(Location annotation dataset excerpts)
-.-.-

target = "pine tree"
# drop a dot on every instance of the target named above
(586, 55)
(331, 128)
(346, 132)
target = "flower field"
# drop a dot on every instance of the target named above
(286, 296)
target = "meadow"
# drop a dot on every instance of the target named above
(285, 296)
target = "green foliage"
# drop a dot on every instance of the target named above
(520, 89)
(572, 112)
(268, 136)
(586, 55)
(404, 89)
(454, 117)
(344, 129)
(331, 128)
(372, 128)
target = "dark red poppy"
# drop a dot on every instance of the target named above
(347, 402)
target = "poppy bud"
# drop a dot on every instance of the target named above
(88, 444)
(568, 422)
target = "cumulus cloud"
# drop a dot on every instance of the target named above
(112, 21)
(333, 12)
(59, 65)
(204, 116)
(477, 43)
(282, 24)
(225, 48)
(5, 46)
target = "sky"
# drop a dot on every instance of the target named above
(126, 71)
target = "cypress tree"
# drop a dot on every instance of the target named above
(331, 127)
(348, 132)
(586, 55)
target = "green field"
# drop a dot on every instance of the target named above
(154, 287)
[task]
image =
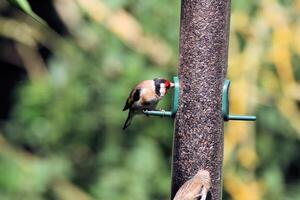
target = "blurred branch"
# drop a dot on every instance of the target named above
(24, 6)
(19, 31)
(128, 30)
(64, 190)
(32, 61)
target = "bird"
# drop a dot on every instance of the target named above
(145, 96)
(197, 186)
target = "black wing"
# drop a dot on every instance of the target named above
(132, 98)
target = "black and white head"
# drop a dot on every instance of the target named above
(162, 86)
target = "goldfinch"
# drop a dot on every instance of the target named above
(145, 96)
(197, 186)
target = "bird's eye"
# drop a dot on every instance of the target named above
(167, 83)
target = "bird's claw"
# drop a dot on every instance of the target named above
(146, 112)
(162, 110)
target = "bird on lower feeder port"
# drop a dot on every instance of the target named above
(145, 96)
(197, 186)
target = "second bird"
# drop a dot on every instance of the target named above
(145, 96)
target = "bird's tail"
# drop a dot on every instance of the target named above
(128, 120)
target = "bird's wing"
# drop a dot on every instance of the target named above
(189, 190)
(133, 97)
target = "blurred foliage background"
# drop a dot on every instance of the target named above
(66, 74)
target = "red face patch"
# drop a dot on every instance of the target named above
(167, 84)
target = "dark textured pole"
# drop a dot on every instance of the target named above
(198, 137)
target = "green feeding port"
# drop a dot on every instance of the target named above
(174, 107)
(225, 106)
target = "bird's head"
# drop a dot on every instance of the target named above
(162, 86)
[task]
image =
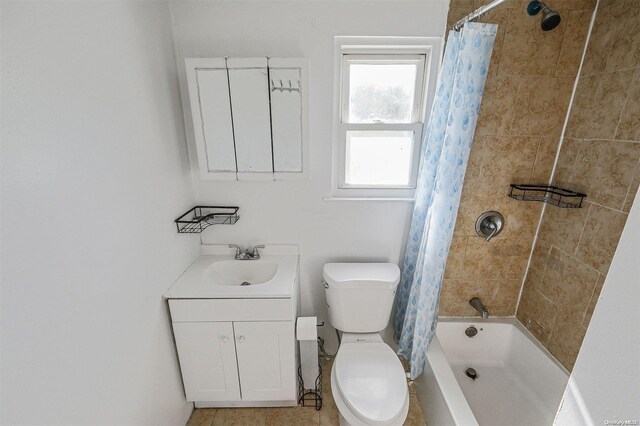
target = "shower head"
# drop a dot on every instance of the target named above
(550, 18)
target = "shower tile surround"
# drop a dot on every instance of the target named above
(600, 156)
(527, 94)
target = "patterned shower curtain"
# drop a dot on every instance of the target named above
(444, 157)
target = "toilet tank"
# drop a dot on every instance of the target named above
(360, 295)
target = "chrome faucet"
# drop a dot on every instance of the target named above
(250, 253)
(479, 306)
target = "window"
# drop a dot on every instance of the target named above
(382, 90)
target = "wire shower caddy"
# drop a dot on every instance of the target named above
(553, 195)
(199, 218)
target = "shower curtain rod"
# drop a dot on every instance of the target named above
(476, 14)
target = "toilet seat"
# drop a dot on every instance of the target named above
(370, 381)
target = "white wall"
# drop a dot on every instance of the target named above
(294, 212)
(94, 170)
(605, 382)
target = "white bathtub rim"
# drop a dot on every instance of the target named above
(511, 321)
(456, 402)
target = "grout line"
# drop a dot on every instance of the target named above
(562, 134)
(607, 207)
(633, 178)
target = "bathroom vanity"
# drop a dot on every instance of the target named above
(234, 327)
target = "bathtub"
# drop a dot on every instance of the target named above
(518, 382)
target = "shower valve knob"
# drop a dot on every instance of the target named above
(489, 224)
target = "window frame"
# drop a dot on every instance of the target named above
(356, 50)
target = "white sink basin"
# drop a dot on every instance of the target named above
(215, 274)
(241, 273)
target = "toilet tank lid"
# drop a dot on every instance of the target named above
(361, 274)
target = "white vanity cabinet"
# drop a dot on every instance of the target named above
(236, 352)
(250, 117)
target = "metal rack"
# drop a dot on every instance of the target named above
(553, 195)
(199, 218)
(310, 397)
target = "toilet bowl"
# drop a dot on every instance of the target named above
(368, 381)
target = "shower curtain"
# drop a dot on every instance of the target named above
(444, 156)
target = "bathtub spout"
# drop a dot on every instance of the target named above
(479, 306)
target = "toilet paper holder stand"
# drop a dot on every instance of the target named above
(312, 396)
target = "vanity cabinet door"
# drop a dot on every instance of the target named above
(266, 360)
(207, 360)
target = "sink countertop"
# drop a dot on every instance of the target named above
(192, 284)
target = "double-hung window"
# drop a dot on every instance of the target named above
(384, 88)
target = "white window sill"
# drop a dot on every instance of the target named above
(406, 200)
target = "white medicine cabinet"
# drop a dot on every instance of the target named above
(250, 117)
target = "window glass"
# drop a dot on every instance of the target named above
(381, 93)
(381, 158)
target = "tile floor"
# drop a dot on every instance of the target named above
(292, 416)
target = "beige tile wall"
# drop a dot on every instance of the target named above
(600, 156)
(523, 110)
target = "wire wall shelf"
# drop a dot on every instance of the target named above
(199, 218)
(553, 195)
(310, 397)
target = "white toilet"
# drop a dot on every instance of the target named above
(368, 381)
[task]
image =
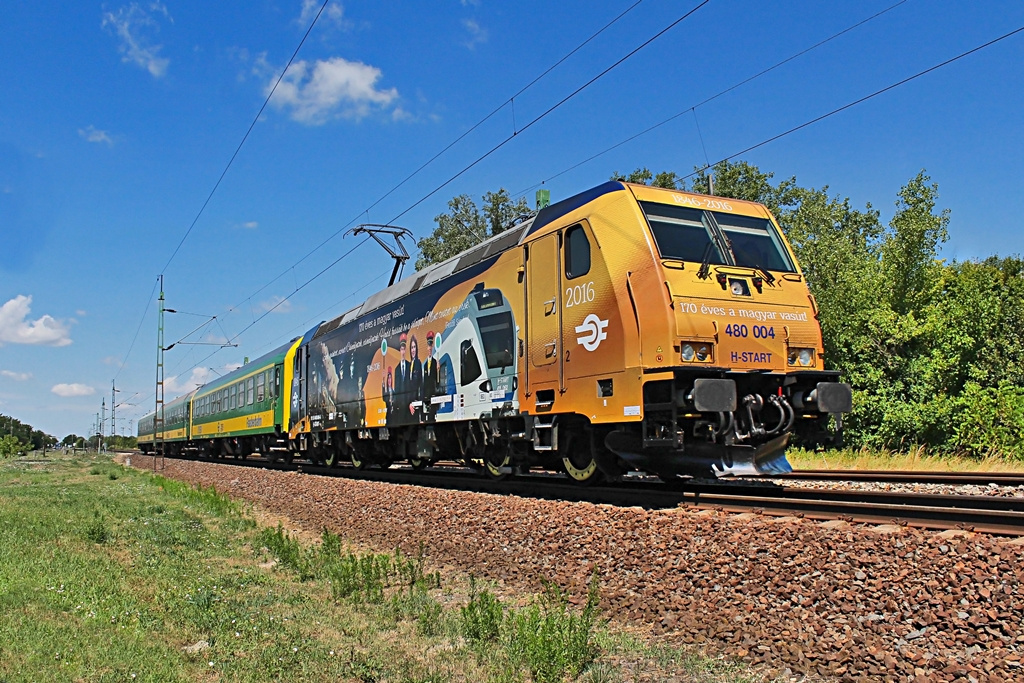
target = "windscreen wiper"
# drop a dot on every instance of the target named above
(770, 279)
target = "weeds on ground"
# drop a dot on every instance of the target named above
(547, 638)
(915, 458)
(140, 578)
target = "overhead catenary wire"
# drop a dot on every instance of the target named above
(693, 108)
(145, 310)
(435, 157)
(549, 111)
(474, 163)
(863, 99)
(245, 137)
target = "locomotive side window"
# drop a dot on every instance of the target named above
(499, 339)
(577, 252)
(754, 242)
(470, 364)
(681, 232)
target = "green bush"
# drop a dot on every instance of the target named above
(482, 616)
(550, 639)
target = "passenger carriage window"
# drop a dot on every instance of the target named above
(470, 364)
(577, 252)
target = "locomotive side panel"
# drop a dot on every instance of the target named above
(448, 351)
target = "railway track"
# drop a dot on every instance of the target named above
(907, 476)
(988, 514)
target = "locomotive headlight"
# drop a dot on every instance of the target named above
(690, 351)
(802, 356)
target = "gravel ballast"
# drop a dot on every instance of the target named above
(834, 599)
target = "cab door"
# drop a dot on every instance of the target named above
(544, 317)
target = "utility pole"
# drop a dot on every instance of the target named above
(102, 419)
(114, 424)
(158, 417)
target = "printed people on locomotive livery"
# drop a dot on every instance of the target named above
(430, 377)
(360, 406)
(415, 379)
(387, 394)
(401, 380)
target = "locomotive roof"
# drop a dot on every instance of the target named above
(489, 247)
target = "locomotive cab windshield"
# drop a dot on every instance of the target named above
(716, 239)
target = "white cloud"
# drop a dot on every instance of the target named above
(328, 88)
(177, 385)
(14, 329)
(276, 304)
(93, 134)
(70, 390)
(17, 377)
(477, 34)
(334, 11)
(135, 27)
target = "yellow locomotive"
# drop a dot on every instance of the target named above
(625, 329)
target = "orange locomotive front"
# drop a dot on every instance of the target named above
(688, 339)
(626, 328)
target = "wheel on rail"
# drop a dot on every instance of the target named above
(581, 466)
(498, 464)
(358, 462)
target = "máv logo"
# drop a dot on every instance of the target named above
(592, 332)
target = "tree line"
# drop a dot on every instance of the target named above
(934, 349)
(17, 437)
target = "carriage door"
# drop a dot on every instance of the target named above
(299, 385)
(544, 311)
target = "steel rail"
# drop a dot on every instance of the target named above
(907, 476)
(989, 514)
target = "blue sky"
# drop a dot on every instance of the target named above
(117, 120)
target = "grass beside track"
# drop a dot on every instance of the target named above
(109, 573)
(914, 460)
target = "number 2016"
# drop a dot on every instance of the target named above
(580, 294)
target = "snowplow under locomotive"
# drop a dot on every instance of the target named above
(627, 328)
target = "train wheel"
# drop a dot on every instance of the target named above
(582, 468)
(498, 465)
(358, 462)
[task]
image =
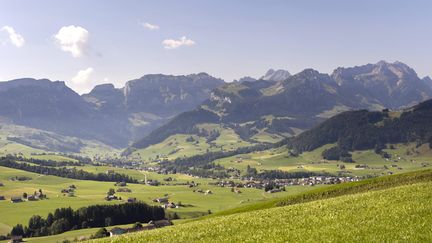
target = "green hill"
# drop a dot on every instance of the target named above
(399, 213)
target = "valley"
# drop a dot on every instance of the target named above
(236, 148)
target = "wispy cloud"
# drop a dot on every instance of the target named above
(72, 39)
(14, 38)
(174, 44)
(149, 26)
(82, 76)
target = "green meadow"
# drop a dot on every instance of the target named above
(93, 192)
(389, 215)
(405, 157)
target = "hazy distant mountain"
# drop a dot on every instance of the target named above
(298, 102)
(428, 81)
(113, 116)
(276, 75)
(391, 85)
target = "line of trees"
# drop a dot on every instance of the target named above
(66, 219)
(72, 173)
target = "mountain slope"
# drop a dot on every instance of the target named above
(358, 130)
(297, 103)
(107, 114)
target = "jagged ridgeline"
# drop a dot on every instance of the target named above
(114, 116)
(279, 106)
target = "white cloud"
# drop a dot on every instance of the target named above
(173, 44)
(15, 38)
(149, 26)
(82, 77)
(72, 39)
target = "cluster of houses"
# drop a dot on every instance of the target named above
(151, 225)
(205, 192)
(32, 197)
(309, 181)
(165, 203)
(70, 191)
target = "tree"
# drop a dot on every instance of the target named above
(17, 230)
(102, 232)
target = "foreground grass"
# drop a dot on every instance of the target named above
(93, 192)
(395, 214)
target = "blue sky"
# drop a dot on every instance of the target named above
(108, 42)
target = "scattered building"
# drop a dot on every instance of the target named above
(16, 199)
(131, 200)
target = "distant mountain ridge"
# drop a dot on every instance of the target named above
(297, 103)
(113, 116)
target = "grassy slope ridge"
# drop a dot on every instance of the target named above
(378, 183)
(386, 215)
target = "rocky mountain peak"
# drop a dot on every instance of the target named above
(276, 75)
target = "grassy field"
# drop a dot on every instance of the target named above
(405, 157)
(379, 216)
(93, 192)
(177, 145)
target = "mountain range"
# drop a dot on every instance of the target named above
(107, 114)
(287, 107)
(150, 109)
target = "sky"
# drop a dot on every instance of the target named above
(86, 43)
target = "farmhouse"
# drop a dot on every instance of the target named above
(16, 238)
(161, 200)
(131, 200)
(16, 199)
(274, 190)
(117, 231)
(111, 197)
(124, 190)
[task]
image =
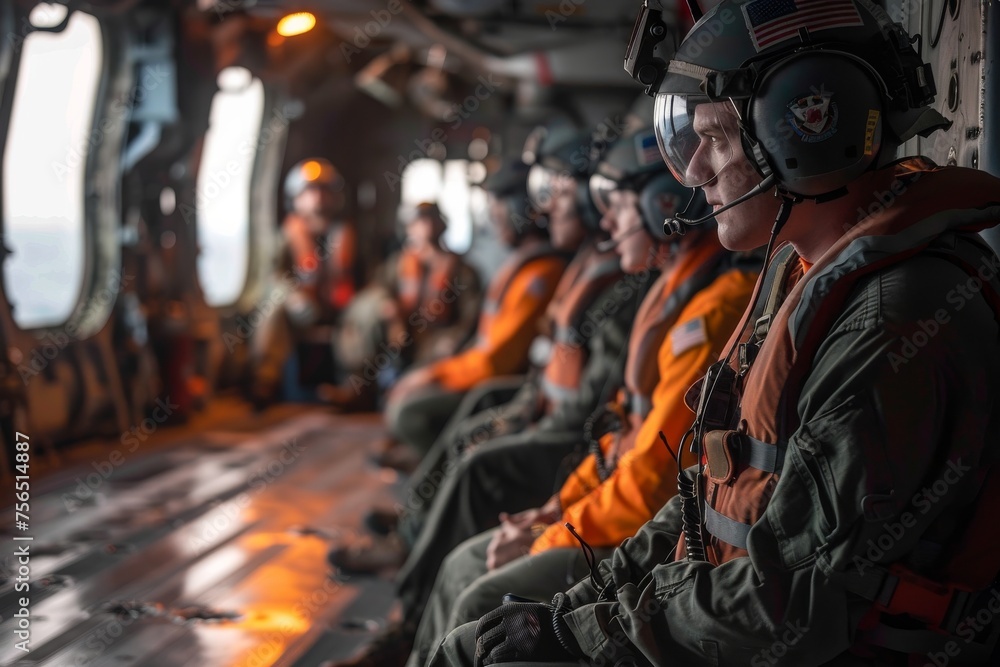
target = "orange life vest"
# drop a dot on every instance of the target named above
(502, 280)
(743, 465)
(588, 275)
(657, 315)
(421, 284)
(325, 264)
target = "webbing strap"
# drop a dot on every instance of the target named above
(727, 530)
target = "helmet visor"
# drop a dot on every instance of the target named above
(601, 188)
(695, 136)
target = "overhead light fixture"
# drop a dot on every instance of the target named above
(296, 24)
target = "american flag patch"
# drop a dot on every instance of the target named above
(538, 287)
(687, 335)
(774, 21)
(647, 151)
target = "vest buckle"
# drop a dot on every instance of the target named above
(719, 451)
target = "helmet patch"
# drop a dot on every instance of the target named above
(774, 21)
(813, 117)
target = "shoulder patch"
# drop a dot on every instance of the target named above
(687, 335)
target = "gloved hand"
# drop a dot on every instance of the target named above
(525, 631)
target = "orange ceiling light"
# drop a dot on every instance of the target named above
(296, 24)
(311, 170)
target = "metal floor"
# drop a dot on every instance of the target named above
(211, 552)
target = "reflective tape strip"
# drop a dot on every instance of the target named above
(729, 531)
(689, 69)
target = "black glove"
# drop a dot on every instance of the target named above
(525, 631)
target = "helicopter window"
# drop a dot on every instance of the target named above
(222, 195)
(448, 185)
(51, 135)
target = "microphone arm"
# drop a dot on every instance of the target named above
(678, 224)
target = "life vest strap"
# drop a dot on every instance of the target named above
(761, 455)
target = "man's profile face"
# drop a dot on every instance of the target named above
(565, 227)
(620, 221)
(722, 165)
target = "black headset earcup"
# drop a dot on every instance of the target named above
(588, 212)
(658, 201)
(821, 118)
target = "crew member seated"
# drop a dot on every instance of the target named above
(422, 307)
(317, 276)
(423, 400)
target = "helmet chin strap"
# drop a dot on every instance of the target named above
(679, 224)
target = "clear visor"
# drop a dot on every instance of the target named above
(541, 187)
(696, 136)
(601, 188)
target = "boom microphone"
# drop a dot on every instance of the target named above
(678, 224)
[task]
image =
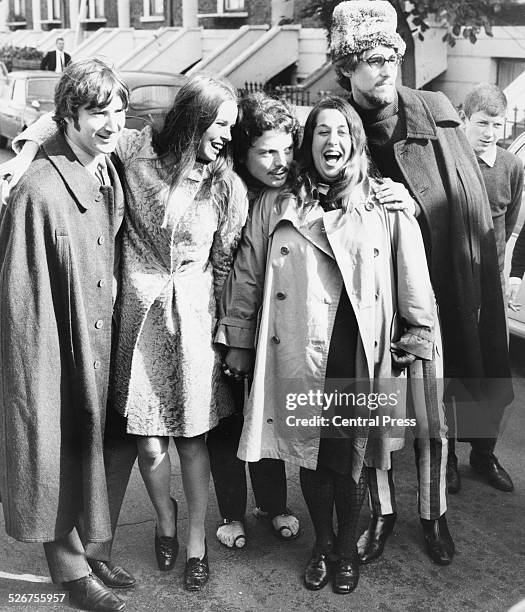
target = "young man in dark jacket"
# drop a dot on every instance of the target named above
(415, 138)
(61, 479)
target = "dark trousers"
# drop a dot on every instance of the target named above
(67, 556)
(268, 476)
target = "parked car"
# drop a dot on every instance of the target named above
(151, 96)
(28, 94)
(25, 96)
(517, 319)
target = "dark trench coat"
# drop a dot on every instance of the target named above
(57, 244)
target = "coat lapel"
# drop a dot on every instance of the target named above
(83, 187)
(311, 226)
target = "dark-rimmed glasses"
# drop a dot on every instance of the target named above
(377, 61)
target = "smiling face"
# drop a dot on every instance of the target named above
(374, 87)
(268, 159)
(483, 130)
(331, 144)
(219, 133)
(97, 130)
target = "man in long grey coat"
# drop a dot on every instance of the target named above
(415, 138)
(57, 256)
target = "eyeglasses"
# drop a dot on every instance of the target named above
(376, 62)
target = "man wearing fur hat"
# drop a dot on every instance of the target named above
(415, 138)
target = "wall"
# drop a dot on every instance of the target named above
(470, 64)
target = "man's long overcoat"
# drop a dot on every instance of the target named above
(56, 255)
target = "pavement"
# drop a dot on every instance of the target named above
(487, 574)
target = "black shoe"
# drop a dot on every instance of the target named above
(345, 575)
(453, 479)
(89, 593)
(113, 576)
(317, 571)
(372, 542)
(438, 541)
(166, 548)
(197, 572)
(489, 467)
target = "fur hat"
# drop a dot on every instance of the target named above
(359, 25)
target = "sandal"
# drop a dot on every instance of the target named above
(239, 535)
(276, 528)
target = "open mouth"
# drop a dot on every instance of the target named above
(332, 158)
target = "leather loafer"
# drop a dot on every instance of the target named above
(167, 548)
(489, 467)
(317, 572)
(345, 575)
(113, 576)
(197, 572)
(89, 593)
(372, 542)
(438, 541)
(453, 479)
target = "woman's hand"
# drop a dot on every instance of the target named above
(12, 171)
(238, 363)
(394, 196)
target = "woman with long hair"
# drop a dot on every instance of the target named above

-.-.-

Directive: Return every line of the records above that contains the string "long". Matching is case-sensitive.

The result:
target = "man in long grey coat"
target = "man's long overcoat"
target = "woman with long hair"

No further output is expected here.